**What is expected:** What you give back should be only the lines from the one holding "Tag the olive" through the final line of the records, each reproduced exactly.

**Source records:**
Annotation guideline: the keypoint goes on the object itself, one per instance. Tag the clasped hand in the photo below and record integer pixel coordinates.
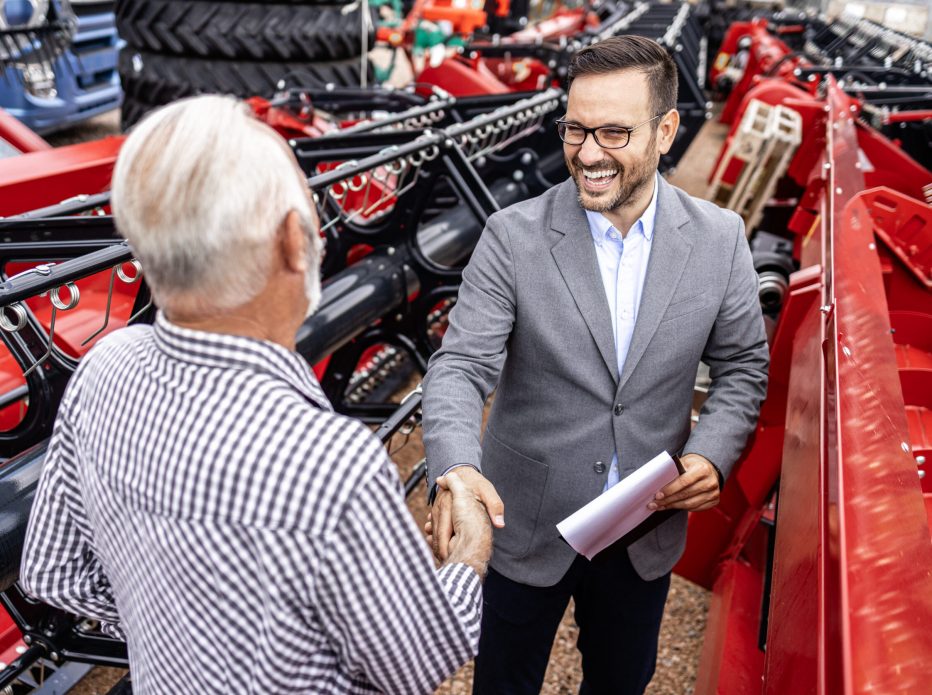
(459, 518)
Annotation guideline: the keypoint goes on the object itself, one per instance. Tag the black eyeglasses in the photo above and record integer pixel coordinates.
(609, 137)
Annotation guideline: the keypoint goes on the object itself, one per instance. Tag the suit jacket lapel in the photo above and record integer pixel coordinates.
(574, 254)
(668, 256)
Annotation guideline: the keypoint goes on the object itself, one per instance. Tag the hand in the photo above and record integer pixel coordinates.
(472, 534)
(440, 527)
(695, 490)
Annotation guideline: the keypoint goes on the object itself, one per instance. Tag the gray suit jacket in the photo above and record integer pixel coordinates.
(532, 317)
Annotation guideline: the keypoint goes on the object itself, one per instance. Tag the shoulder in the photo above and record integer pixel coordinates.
(108, 354)
(528, 214)
(717, 225)
(323, 461)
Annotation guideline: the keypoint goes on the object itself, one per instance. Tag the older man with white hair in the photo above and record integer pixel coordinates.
(199, 496)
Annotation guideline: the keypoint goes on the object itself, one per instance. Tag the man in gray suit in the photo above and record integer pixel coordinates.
(590, 307)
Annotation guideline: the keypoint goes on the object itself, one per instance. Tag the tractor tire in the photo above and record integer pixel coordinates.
(257, 31)
(151, 80)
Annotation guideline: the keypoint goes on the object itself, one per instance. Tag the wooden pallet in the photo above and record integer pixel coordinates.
(764, 144)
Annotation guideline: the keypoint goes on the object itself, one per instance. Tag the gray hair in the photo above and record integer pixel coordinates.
(200, 189)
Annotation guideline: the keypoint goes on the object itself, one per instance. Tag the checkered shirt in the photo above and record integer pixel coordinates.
(201, 499)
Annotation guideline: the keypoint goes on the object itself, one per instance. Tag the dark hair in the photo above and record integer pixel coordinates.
(631, 52)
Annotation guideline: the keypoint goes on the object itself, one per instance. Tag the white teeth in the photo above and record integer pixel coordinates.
(599, 174)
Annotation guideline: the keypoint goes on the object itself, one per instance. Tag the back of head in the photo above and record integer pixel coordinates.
(200, 189)
(630, 52)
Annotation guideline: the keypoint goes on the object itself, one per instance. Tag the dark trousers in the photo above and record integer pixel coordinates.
(617, 612)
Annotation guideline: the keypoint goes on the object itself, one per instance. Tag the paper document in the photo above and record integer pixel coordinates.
(620, 508)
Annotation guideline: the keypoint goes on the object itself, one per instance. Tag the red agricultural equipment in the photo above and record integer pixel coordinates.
(819, 555)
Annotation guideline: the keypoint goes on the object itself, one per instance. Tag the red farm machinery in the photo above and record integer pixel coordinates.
(819, 556)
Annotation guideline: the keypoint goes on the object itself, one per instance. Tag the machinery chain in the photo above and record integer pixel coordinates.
(243, 30)
(151, 80)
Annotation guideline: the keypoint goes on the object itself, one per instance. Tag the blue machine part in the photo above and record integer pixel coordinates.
(78, 84)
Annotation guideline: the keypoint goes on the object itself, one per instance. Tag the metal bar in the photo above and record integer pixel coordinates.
(403, 117)
(408, 408)
(71, 206)
(30, 284)
(9, 675)
(13, 396)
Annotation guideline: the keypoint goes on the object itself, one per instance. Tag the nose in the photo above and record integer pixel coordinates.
(590, 152)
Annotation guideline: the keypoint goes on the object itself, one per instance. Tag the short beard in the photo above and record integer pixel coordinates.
(632, 182)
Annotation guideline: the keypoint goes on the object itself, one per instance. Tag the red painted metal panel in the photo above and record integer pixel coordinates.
(731, 661)
(720, 533)
(884, 542)
(39, 179)
(460, 78)
(791, 664)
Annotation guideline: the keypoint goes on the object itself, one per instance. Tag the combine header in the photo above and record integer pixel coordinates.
(819, 556)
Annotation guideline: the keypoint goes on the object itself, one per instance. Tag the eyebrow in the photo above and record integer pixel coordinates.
(604, 125)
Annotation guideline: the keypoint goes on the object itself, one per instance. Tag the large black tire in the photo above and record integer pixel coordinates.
(243, 30)
(151, 80)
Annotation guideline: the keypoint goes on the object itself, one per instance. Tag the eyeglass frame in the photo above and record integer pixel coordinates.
(587, 131)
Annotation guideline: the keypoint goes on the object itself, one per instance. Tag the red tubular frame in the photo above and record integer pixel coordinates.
(847, 416)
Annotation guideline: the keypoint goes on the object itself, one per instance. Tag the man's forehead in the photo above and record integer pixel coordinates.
(621, 97)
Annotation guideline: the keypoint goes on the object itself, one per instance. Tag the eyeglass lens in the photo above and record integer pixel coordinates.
(610, 138)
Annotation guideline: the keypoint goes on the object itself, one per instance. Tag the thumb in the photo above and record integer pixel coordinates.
(493, 504)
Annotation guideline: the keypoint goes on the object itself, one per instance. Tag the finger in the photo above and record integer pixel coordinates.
(660, 500)
(685, 480)
(695, 503)
(701, 486)
(493, 504)
(444, 530)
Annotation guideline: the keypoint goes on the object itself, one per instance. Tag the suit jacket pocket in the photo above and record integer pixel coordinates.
(521, 482)
(685, 306)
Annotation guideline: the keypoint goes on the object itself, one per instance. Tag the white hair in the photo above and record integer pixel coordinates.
(200, 189)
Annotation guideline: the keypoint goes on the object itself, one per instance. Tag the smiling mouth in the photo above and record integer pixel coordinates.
(598, 179)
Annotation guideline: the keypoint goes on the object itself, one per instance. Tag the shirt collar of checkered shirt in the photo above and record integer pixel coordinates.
(223, 350)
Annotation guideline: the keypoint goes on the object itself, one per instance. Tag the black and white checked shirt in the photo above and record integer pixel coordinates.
(202, 500)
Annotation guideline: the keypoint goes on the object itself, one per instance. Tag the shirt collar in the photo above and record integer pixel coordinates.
(227, 351)
(600, 226)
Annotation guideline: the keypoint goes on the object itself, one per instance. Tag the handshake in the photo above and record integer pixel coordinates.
(458, 525)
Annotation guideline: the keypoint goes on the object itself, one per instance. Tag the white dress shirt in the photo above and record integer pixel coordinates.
(623, 265)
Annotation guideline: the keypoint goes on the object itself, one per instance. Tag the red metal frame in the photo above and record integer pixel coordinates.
(19, 135)
(848, 414)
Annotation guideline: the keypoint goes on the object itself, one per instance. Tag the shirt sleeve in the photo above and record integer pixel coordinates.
(59, 566)
(393, 619)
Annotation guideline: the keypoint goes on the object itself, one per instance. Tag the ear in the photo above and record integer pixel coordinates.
(666, 131)
(294, 244)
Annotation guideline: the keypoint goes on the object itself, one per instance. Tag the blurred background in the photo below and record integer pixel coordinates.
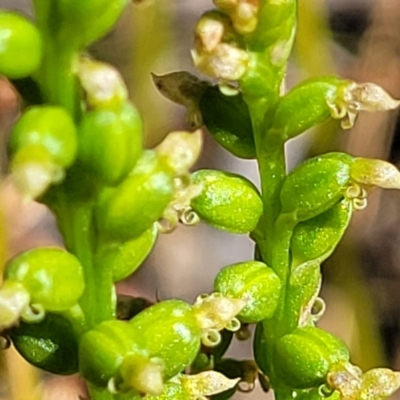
(358, 39)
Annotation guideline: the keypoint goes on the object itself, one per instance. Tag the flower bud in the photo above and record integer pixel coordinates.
(315, 186)
(311, 352)
(316, 238)
(228, 201)
(253, 282)
(48, 126)
(110, 142)
(228, 120)
(21, 46)
(103, 349)
(102, 83)
(132, 207)
(124, 258)
(50, 344)
(52, 277)
(217, 50)
(180, 150)
(305, 106)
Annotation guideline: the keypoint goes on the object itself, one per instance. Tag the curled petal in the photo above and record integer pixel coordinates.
(216, 312)
(379, 383)
(181, 150)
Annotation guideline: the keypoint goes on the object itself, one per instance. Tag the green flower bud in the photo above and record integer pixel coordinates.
(103, 349)
(33, 170)
(20, 46)
(125, 258)
(103, 84)
(218, 49)
(253, 282)
(305, 284)
(302, 358)
(52, 277)
(128, 210)
(228, 120)
(315, 186)
(317, 237)
(229, 202)
(305, 106)
(48, 126)
(94, 17)
(168, 331)
(50, 344)
(110, 142)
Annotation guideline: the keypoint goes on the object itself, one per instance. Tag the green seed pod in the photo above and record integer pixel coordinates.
(94, 17)
(110, 143)
(21, 46)
(228, 120)
(103, 349)
(254, 282)
(33, 170)
(128, 210)
(49, 126)
(53, 277)
(50, 344)
(229, 202)
(125, 258)
(305, 106)
(168, 331)
(302, 358)
(317, 237)
(315, 186)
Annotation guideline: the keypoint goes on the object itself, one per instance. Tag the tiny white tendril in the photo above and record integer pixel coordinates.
(318, 309)
(211, 338)
(325, 391)
(246, 387)
(189, 217)
(112, 386)
(33, 313)
(233, 325)
(243, 333)
(5, 342)
(360, 204)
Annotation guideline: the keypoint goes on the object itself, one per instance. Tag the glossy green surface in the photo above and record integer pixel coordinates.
(125, 258)
(228, 120)
(229, 202)
(305, 106)
(254, 282)
(110, 143)
(50, 344)
(48, 126)
(20, 46)
(314, 186)
(53, 277)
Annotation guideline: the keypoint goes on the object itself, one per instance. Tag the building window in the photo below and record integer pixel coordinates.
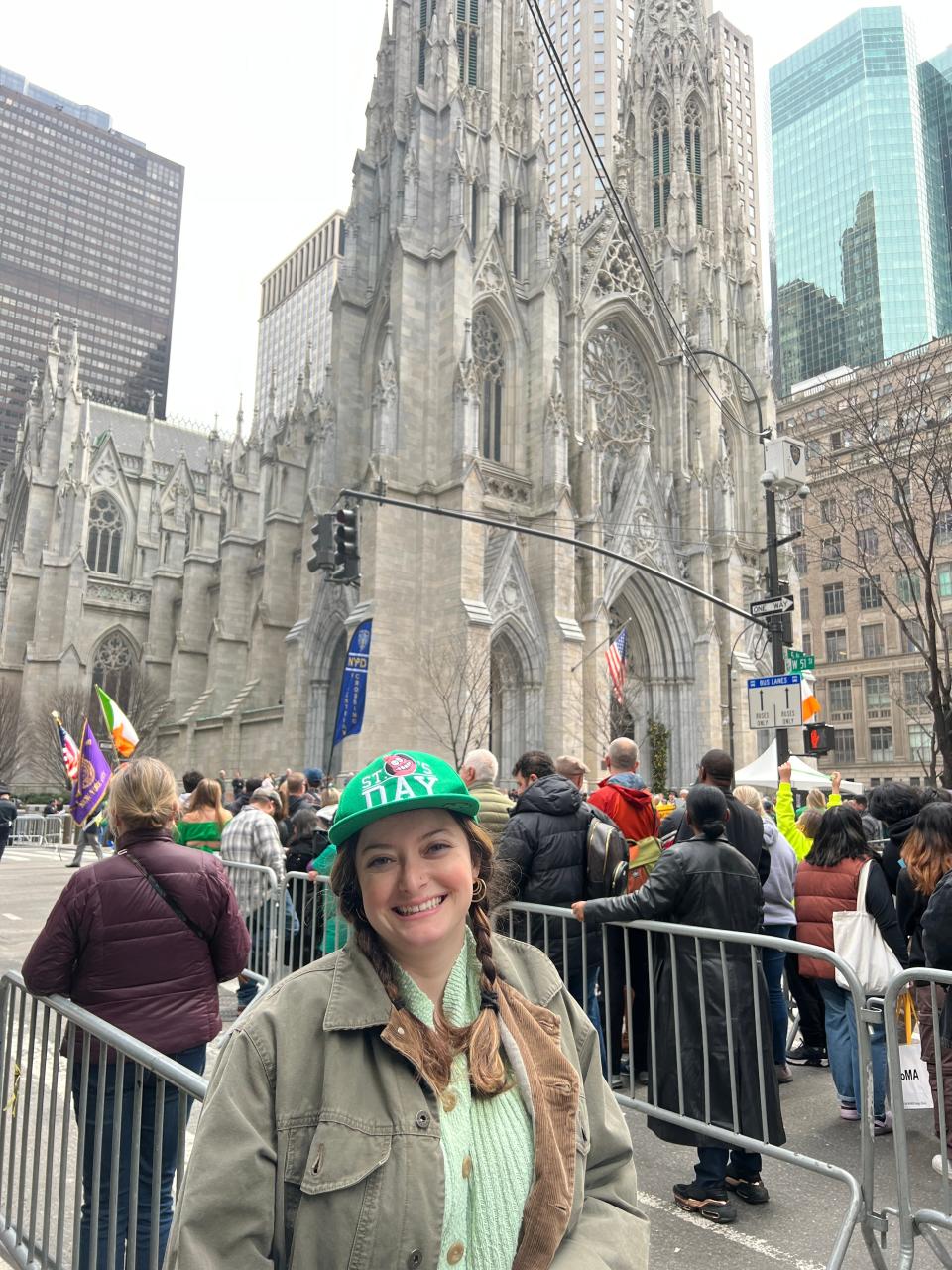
(660, 164)
(915, 689)
(696, 160)
(881, 744)
(839, 698)
(104, 543)
(867, 543)
(907, 588)
(488, 356)
(876, 689)
(870, 594)
(835, 645)
(113, 667)
(919, 743)
(874, 640)
(830, 557)
(833, 599)
(844, 746)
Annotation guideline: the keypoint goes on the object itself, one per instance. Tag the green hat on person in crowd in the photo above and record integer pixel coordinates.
(405, 780)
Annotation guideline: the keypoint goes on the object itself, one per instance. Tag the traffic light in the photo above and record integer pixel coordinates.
(347, 548)
(819, 739)
(322, 531)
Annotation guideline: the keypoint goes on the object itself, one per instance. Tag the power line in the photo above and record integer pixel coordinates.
(621, 211)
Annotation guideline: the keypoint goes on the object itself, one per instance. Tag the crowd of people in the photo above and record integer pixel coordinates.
(417, 857)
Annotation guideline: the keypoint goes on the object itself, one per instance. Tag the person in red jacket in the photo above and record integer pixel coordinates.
(143, 940)
(625, 797)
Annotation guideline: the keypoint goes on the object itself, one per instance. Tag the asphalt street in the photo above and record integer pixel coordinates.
(794, 1230)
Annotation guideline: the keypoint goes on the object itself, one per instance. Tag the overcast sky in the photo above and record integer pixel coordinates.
(264, 105)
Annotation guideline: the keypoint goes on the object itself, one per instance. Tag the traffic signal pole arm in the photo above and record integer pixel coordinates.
(555, 538)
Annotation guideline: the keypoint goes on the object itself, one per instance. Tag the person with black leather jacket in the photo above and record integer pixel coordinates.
(544, 848)
(696, 1060)
(744, 828)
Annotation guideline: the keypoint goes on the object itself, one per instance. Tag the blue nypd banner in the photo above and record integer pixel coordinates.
(353, 688)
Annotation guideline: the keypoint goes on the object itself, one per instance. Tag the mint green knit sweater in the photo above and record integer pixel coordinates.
(488, 1144)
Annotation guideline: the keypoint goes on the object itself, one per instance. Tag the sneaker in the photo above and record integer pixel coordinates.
(712, 1205)
(809, 1056)
(883, 1124)
(752, 1191)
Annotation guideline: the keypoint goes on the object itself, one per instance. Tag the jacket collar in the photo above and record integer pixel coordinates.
(359, 1000)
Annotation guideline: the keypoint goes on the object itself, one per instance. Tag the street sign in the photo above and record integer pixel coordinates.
(797, 661)
(774, 701)
(772, 606)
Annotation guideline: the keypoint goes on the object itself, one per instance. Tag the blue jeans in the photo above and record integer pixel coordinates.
(772, 961)
(712, 1164)
(122, 1107)
(843, 1051)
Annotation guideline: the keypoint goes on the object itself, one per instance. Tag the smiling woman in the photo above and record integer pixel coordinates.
(425, 1095)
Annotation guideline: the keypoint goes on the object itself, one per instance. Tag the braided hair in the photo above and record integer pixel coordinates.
(433, 1049)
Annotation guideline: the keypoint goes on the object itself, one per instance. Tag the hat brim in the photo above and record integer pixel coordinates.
(349, 826)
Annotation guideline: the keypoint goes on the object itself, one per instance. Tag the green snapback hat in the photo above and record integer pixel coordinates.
(405, 780)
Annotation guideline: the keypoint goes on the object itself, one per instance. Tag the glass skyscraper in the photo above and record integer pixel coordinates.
(936, 96)
(89, 229)
(855, 263)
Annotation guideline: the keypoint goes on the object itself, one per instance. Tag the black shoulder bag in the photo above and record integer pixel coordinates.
(164, 894)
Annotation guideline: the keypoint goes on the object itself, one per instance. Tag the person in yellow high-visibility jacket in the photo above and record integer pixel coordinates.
(800, 832)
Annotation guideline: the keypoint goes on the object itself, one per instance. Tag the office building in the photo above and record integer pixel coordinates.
(936, 96)
(294, 327)
(89, 231)
(853, 231)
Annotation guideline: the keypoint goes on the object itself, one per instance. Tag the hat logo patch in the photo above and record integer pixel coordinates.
(399, 765)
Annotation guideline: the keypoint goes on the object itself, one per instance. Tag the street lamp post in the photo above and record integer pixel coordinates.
(774, 568)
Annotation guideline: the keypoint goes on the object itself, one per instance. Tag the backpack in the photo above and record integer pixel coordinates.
(606, 858)
(643, 857)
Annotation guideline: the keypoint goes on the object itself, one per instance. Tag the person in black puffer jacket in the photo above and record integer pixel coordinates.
(544, 848)
(897, 807)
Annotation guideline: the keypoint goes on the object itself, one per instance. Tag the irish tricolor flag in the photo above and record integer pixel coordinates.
(125, 737)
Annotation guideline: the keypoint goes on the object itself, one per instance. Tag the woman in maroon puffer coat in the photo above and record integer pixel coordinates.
(119, 949)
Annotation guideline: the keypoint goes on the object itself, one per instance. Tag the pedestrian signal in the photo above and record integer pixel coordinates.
(819, 739)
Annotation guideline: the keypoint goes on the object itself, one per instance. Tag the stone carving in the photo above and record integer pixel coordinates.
(615, 381)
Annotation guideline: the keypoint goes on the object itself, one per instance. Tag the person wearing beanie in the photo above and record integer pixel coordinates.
(428, 1095)
(721, 1076)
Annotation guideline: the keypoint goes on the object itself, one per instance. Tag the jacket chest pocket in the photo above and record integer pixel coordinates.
(333, 1198)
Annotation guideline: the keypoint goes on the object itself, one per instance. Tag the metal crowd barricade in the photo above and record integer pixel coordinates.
(548, 929)
(261, 901)
(918, 1219)
(317, 931)
(28, 830)
(67, 1141)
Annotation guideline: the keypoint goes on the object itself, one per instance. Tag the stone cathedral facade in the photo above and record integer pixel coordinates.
(485, 357)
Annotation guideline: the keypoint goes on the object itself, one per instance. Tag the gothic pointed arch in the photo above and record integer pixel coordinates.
(116, 661)
(105, 534)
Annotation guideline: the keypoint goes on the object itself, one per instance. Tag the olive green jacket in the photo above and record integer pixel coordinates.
(494, 808)
(318, 1146)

**Task output:**
Annotation guideline: the keypoint goes on the object itself, one per instance. Tag the olive green jacket in the photo above and record integer pixel coordinates.
(494, 808)
(318, 1146)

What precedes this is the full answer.